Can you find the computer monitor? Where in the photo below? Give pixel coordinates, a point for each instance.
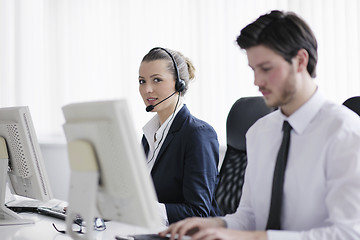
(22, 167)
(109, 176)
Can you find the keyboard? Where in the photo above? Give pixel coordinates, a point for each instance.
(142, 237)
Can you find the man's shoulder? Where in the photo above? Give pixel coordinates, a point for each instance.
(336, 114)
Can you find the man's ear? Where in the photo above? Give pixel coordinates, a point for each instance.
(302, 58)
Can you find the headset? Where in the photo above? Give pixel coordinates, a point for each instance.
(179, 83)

= = =

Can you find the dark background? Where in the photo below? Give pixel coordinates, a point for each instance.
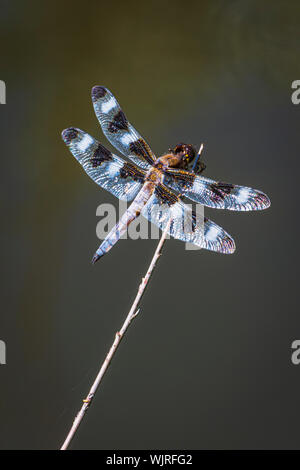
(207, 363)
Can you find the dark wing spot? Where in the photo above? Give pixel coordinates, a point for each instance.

= = =

# How to complete this task
Here the job is to copy the listing above word for word, starting at the line with "Can you find the dark background?" and ending at the line with "Can you find the dark wing", and to leave out the pictures.

# Answer box
Can you find the dark background? Where in the photo below? Give pixel coordinates, a point for each instance.
(207, 363)
Can you find the dark wing spot? Where in the photo above? Give pixel coordinates, a point for each instance.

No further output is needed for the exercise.